[RECORDS TO USE]

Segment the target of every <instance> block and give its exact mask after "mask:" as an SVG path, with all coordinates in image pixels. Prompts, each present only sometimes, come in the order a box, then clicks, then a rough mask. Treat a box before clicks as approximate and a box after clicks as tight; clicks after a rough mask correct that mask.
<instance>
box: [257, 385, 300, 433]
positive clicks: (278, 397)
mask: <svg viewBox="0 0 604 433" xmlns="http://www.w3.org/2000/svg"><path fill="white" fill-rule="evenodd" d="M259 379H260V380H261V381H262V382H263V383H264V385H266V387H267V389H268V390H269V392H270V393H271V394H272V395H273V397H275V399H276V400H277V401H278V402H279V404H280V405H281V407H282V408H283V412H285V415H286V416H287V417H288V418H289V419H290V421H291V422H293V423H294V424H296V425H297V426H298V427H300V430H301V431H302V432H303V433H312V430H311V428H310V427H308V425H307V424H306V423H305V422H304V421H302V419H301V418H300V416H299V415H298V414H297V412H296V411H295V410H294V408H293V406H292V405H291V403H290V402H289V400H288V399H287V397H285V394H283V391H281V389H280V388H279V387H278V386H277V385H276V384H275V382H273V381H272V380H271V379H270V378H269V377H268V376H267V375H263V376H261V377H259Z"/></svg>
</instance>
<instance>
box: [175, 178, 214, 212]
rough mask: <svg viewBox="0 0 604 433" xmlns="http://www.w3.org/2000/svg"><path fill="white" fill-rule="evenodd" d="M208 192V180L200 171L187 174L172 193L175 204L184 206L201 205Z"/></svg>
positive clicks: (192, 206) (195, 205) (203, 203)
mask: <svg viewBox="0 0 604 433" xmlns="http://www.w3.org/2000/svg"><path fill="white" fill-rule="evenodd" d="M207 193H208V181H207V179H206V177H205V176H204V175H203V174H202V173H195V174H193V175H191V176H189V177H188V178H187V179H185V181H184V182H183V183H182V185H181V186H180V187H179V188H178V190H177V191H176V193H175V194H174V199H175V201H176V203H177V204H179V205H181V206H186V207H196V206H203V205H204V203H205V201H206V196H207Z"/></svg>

[/RECORDS TO USE]

**PROBLEM REQUIREMENTS**
Restate the entries above. Match them exactly.

**SOLUTION FOR THIS EXERCISE**
Segment the target of every <instance> block and give its exact mask after "mask:" as an SVG path, with all coordinates in image pixels. Prompts, each present only sometimes, come in the order a box, then clicks, then a rough mask. Treat a box before clicks as approximate and a box after clicks as tight; clicks after a rough mask correct that mask.
<instance>
box: [257, 385, 300, 433]
positive clicks: (278, 397)
mask: <svg viewBox="0 0 604 433" xmlns="http://www.w3.org/2000/svg"><path fill="white" fill-rule="evenodd" d="M259 379H260V380H261V381H262V382H263V383H264V385H266V387H267V389H268V390H269V392H270V393H271V394H272V395H273V397H275V399H276V400H277V401H278V402H279V404H280V405H281V407H282V408H283V412H285V415H286V416H287V417H288V418H289V419H290V421H291V422H293V423H294V424H296V425H297V426H298V427H300V430H301V431H302V432H303V433H312V430H311V428H310V427H308V425H307V424H306V423H305V422H304V421H302V419H301V418H300V416H299V415H298V414H297V412H296V411H295V410H294V408H293V406H292V405H291V403H290V402H289V400H288V399H287V397H285V394H283V391H281V389H280V388H279V387H278V386H277V385H276V384H275V382H273V381H272V380H271V379H270V378H269V377H268V376H267V375H263V376H261V377H259Z"/></svg>
</instance>
<instance>
box: [175, 178, 214, 212]
rough mask: <svg viewBox="0 0 604 433" xmlns="http://www.w3.org/2000/svg"><path fill="white" fill-rule="evenodd" d="M208 192V180L200 171L187 174L172 193L175 204L184 206L201 205Z"/></svg>
positive clicks: (192, 206) (195, 205) (203, 203)
mask: <svg viewBox="0 0 604 433" xmlns="http://www.w3.org/2000/svg"><path fill="white" fill-rule="evenodd" d="M207 193H208V181H207V179H206V177H205V176H204V175H203V174H202V173H195V174H193V175H191V176H189V177H188V178H187V179H185V181H184V182H183V183H182V185H181V186H180V187H179V188H178V190H177V191H176V193H175V194H174V199H175V201H176V203H177V204H179V205H181V206H186V207H196V206H203V205H204V203H205V201H206V196H207Z"/></svg>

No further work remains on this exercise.